DIRECTIVE 1
Reproduce the passage below on Scottish, Dutch, and Afrikaans, starting at "Linguistic Similarities of" and ending with "in South Africa?", including both.

PASSAGE GIVEN
------------
Linguistic Similarities of Scottish, Dutch, and Afrikaans

Why do some people from South Africa sound almost Scottish? Not quite but almost. My parents attend a Presbyterian church in the United States and the minister is from South Africa. His last name is Dutch. Does the Dutch influence create a Scottish-like accent? As an example, here is a video of a sermon by Danie de Beer, my parents’ minister:

I was wondering about other influences. Supposedly, my Scottish ancestry originally was Dutch. And there were many historical connections between Scotland and Netherlands. There were both Dutch and Scottish immigrants to South Africa. I noticed another question that partly covered this, at least the Scottish aspect: Are there Scots or people of Scottish descent living in South Africa?

The best answer to that other question was by Ruth Dryer. She notes the significant Scottish ancestry among white South Africans. In the past, as with other immigrant countries, there were ethnic enclaves where immigrants were concentrated. But the Scots were mixed throughout the general population. She argues that the immigration of Scots is ongoing: “Generally speaking, Scots to this day tend to drift into the Afrikaans community rather than the English.”

Here is the main part of her answer: “Mark here: Many; some are founders of great Afrikaner families. Numbers of Scots got employment in the Netherlands, as mercenaries in the Scottish regiments of Maurice of Orange. Others (many, provided they were not Catholic, could make shift to understand Dutch – Lowland Scots is pretty close already – & they were qualified artisans) joined the Dutch East India Company, & these became part of the mobile population of the Dutch Mercantile Empire, including the Cape Settlement.” Dryer also answered my question. “There two points of congruence in the Scots dialect of English & Afrikaans,” she wrote and continued:

“The first is that the Old Anglian once spoken in North England comes from a blend of the same closely related dialects in North-Western Europe that contributed to the foundation of the Afrikaners – & Afrikaans – some 1 000 years later. An Afrikaner reading Quirk & Wren’s ‘Old English Grammar’ finds it spooky how similar the language is, apart from the very old grammar. When Tolkien (of the LOR) was taken to the British Midlands, at the age of 4 from Bloemfontein, South Africa, it sounded to him that he’d come home. I have heard a Brit, a bloke from the Old West Country in South England, josh that actually Afrikaans is actually Dutch spoken with a Scottish accent – or – Scottish spoken with a Dutch accent. We in South Africa can spot the difference between a Scottish & an Afrikaans accent pretty soon. Mind you, we find a Scottish accent pretty easy to imitate.

“The other point of congruence is that Lord Charles Somerset, one of our British Governors, tried to anglicise the Afrikaners, & sent us Scottish Presbyterian ministers to replace the Dutch Reformed ones from the Netherlands (who were not keen to come, anyway). They had a FORMIDABLE influence on Afrikaners, & Afrikaans. The Scottish pastors came to teach, as dominees, & that is now the Afrikaans term of address to a pastor – ‘Dominee’. Here is a short list of respected Afrikaans families Murray, Barnard, Cambell, Turner (they used to be O’Neill, or Lamont – ask a Scot), McAlpine, among others.”
------------
RECORD EXTRACTS

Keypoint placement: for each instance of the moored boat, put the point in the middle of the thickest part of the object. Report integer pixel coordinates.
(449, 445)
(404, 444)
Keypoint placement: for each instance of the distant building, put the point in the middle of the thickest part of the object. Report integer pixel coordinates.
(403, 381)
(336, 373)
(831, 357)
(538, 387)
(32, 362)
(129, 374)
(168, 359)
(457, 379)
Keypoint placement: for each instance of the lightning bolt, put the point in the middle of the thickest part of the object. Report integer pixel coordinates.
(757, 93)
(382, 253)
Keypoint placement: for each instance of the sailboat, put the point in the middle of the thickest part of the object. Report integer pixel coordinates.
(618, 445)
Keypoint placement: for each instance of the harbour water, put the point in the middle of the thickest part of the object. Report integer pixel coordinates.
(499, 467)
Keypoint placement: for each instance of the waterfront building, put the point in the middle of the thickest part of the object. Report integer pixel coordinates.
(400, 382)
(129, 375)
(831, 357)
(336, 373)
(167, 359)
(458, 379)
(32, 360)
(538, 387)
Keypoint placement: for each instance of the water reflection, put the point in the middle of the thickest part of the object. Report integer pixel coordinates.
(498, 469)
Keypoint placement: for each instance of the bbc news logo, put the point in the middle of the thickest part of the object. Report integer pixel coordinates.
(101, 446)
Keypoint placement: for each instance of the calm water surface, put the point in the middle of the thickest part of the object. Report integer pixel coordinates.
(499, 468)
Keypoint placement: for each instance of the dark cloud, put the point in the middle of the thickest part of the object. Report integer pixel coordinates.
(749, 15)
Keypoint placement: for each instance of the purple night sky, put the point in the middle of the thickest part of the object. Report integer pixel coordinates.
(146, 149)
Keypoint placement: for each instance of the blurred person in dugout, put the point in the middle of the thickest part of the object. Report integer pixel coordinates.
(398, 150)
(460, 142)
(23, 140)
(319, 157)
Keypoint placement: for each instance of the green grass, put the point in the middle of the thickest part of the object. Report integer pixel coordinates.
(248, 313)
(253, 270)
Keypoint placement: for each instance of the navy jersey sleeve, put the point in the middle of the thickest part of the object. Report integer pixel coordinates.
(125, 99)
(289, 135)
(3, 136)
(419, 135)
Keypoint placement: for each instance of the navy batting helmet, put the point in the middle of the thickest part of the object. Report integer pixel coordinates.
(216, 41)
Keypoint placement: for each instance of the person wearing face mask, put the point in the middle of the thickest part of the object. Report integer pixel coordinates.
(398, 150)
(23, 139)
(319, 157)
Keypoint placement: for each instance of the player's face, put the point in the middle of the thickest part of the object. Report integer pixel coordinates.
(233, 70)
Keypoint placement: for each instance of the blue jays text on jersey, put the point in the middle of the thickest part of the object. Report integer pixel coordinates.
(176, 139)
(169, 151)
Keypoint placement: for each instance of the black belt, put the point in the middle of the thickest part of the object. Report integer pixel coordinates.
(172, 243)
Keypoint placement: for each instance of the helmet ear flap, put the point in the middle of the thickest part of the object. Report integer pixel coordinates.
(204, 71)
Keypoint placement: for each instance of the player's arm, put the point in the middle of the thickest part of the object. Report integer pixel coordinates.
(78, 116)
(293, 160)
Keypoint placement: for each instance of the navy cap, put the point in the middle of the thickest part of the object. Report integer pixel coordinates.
------------
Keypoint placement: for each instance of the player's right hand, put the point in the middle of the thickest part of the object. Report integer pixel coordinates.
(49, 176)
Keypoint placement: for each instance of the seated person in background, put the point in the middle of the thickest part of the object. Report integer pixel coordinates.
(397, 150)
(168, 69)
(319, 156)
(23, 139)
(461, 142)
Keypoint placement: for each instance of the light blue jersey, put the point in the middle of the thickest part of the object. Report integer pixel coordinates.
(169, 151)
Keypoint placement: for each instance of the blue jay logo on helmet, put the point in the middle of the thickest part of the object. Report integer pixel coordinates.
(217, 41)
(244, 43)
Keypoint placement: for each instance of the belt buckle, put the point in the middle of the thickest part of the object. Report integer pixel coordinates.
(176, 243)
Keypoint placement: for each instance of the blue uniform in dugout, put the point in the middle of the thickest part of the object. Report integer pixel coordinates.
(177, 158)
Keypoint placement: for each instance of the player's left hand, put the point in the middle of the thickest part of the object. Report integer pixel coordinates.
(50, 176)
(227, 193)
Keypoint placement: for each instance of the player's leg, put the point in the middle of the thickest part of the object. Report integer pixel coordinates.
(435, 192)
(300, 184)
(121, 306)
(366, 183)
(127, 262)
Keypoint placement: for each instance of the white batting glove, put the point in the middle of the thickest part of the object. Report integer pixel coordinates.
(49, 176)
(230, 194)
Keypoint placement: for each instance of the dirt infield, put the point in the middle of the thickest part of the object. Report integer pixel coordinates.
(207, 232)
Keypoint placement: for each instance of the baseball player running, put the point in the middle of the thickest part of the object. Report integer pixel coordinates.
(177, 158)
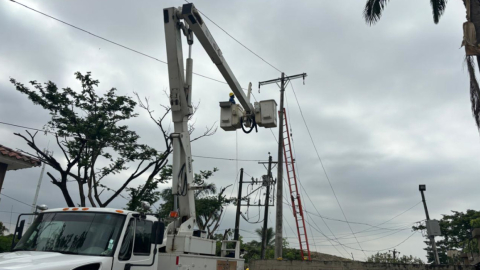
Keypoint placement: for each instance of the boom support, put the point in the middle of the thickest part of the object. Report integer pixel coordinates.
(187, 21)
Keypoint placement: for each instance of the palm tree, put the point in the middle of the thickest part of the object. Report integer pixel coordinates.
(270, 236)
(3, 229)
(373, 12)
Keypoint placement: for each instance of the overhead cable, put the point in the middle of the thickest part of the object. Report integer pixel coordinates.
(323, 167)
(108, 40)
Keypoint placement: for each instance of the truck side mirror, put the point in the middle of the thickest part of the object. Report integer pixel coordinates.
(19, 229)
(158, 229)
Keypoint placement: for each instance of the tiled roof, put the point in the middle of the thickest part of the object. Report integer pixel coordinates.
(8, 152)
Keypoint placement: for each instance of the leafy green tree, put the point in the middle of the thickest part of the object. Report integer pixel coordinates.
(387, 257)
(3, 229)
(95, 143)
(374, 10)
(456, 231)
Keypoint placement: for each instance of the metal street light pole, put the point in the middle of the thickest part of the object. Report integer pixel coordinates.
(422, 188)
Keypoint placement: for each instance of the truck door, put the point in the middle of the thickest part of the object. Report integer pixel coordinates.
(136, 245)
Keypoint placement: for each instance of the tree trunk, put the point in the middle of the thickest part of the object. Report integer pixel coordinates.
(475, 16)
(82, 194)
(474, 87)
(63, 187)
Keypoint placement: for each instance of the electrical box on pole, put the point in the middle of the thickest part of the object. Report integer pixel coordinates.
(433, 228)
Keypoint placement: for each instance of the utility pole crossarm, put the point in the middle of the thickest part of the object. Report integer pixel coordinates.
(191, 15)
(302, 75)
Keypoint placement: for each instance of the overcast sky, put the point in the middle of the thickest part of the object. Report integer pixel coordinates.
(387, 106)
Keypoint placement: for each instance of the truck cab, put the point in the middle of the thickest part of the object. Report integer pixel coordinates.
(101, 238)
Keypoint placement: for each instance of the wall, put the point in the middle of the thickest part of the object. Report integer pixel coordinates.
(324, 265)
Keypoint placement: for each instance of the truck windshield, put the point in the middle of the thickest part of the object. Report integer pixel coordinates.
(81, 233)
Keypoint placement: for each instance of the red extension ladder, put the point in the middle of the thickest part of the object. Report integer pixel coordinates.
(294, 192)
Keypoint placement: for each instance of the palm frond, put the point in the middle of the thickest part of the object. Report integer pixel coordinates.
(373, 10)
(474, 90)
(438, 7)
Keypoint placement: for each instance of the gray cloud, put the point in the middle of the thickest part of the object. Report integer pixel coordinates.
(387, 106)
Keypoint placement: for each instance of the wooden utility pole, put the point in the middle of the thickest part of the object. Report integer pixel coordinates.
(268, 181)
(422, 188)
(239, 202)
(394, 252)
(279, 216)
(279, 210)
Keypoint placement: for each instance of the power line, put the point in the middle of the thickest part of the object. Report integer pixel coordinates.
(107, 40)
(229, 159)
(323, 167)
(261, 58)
------------
DIRECTIVE 2
Gather every line in the records above that contains the string "batting".

ANSWER 1
Linguistic Similarities of Scottish, Dutch, and Afrikaans

Why do some people from South Africa sound almost Scottish? Not quite but almost. My parents attend a Presbyterian church in the United States and the minister is from South Africa. His last name is Dutch. Does the Dutch influence create a Scottish-like accent? As an example, here is a video of a sermon by Danie de Beer, my parents’ minister:

I was wondering about other influences. Supposedly, my Scottish ancestry originally was Dutch. And there were many historical connections between Scotland and Netherlands. There were both Dutch and Scottish immigrants to South Africa. I noticed another question that partly covered this, at least the Scottish aspect: Are there Scots or people of Scottish descent living in South Africa?

ANSWER 2
Keypoint placement: for each instance of the navy batting helmet, put the point in the middle of the thickest part of the object. Report integer pixel coordinates.
Keypoint placement: for each instance of the white batting glove, put the point in the middle of the thickest part of the object. Report integer pixel coordinates.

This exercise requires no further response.